- _WORK REQUEST_:
Please copy out all lines of the entries that contain the word "white".

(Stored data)
▼▼▼

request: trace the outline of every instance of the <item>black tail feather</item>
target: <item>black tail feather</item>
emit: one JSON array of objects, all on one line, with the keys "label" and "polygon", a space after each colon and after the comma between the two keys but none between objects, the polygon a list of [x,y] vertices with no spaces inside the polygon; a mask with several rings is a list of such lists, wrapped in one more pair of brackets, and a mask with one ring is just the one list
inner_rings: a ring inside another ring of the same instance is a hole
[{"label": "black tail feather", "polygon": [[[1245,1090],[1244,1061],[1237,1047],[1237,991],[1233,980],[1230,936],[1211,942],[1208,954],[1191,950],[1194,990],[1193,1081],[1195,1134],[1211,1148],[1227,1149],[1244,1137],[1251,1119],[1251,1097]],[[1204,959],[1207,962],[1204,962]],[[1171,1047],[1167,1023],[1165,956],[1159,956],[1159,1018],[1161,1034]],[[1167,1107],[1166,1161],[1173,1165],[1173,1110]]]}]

▲▲▲
▼▼▼

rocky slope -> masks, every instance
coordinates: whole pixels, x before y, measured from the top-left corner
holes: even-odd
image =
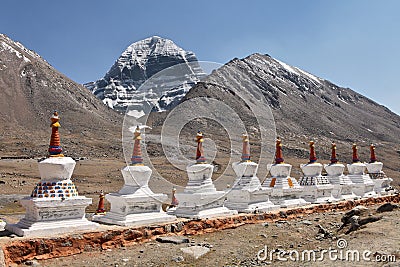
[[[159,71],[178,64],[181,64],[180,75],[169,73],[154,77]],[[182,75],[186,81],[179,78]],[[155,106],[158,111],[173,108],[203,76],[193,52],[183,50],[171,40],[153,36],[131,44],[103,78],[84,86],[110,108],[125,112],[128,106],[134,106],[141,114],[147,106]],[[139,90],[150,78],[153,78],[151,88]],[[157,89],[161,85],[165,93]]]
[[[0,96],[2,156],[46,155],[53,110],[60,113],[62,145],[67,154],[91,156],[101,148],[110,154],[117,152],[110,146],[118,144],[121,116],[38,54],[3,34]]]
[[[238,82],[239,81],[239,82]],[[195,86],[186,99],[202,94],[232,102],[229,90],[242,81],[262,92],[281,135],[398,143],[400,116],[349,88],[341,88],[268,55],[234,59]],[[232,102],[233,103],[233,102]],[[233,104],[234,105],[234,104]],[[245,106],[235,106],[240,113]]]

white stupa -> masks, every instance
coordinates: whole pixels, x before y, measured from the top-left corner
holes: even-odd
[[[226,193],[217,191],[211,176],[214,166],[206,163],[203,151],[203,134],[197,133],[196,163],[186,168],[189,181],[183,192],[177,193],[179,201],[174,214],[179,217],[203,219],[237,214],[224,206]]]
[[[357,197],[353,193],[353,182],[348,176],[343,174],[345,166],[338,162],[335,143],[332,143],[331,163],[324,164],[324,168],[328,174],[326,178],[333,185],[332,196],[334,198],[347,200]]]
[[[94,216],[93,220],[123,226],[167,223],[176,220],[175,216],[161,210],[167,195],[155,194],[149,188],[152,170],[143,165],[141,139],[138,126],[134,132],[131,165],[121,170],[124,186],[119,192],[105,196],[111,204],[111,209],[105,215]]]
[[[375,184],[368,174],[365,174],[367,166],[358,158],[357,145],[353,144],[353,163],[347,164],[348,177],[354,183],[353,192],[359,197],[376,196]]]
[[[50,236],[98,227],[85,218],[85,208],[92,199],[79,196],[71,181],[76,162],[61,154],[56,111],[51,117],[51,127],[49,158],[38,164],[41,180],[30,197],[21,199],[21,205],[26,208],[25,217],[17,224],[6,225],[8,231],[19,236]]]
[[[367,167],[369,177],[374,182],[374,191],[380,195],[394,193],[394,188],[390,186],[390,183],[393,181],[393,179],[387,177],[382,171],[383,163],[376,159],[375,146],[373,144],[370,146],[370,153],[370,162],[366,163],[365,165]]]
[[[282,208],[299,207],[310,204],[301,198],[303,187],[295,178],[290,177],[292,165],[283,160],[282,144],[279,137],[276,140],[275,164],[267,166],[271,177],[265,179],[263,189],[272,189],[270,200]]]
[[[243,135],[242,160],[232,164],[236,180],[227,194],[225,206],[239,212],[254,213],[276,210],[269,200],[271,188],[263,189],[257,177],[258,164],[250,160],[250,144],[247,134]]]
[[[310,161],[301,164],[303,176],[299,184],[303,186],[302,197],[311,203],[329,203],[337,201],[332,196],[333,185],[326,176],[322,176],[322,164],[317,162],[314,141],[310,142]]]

▲▲▲
▼▼▼

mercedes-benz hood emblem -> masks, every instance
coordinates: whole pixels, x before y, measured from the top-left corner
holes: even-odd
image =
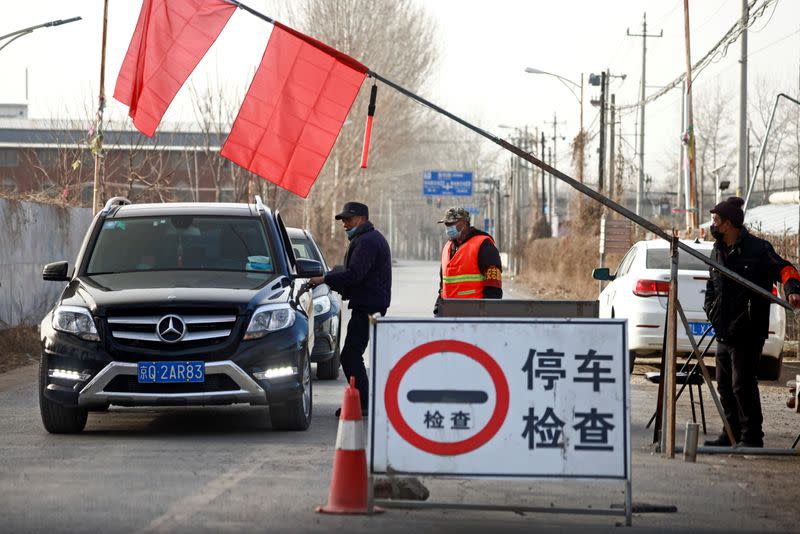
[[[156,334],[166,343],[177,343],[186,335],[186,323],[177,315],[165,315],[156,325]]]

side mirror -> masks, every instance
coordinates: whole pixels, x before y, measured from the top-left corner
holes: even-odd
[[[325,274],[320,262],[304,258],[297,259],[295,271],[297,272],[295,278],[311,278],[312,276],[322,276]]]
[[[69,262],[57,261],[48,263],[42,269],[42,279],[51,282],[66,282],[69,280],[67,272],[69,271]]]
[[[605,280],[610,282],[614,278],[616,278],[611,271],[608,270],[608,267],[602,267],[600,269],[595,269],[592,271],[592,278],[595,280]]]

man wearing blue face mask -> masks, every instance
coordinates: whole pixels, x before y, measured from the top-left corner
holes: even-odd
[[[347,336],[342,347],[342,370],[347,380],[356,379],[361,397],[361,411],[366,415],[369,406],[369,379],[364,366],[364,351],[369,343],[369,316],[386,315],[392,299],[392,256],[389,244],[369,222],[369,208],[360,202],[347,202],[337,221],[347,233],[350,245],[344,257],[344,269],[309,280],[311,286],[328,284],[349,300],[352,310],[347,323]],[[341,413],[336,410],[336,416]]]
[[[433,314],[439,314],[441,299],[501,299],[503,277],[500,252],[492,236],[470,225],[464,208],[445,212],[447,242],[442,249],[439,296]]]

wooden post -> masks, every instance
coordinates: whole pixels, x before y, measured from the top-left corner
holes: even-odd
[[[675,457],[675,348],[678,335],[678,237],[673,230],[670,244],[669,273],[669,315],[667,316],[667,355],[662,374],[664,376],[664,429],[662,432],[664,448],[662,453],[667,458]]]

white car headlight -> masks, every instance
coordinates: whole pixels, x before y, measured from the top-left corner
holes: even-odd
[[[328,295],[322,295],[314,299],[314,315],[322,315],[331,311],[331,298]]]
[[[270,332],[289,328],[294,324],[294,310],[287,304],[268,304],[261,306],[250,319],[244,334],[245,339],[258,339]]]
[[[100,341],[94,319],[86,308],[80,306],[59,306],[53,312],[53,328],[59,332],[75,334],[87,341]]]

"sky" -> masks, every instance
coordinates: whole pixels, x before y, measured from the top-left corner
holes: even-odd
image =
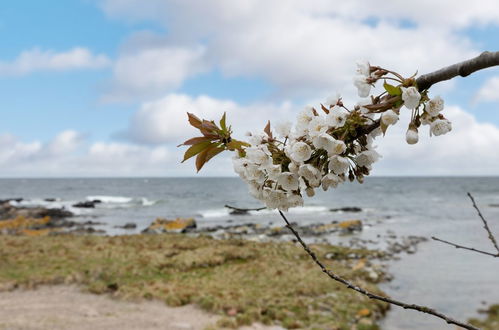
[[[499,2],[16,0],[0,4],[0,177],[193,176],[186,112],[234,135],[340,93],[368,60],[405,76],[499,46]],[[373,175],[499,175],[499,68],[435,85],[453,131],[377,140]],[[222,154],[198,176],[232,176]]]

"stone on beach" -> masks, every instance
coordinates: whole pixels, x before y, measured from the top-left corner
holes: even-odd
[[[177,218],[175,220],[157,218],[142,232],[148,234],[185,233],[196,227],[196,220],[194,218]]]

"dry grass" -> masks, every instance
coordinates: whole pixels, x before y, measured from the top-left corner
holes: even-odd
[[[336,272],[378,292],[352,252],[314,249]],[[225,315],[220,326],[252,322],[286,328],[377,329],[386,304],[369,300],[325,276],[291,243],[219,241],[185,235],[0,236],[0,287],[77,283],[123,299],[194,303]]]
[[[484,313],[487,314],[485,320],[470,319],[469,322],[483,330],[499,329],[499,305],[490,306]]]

▲▲▲

- _RESULT OF THE EXERCISE_:
white stupa -> masks, every instance
white car headlight -> masks, every instance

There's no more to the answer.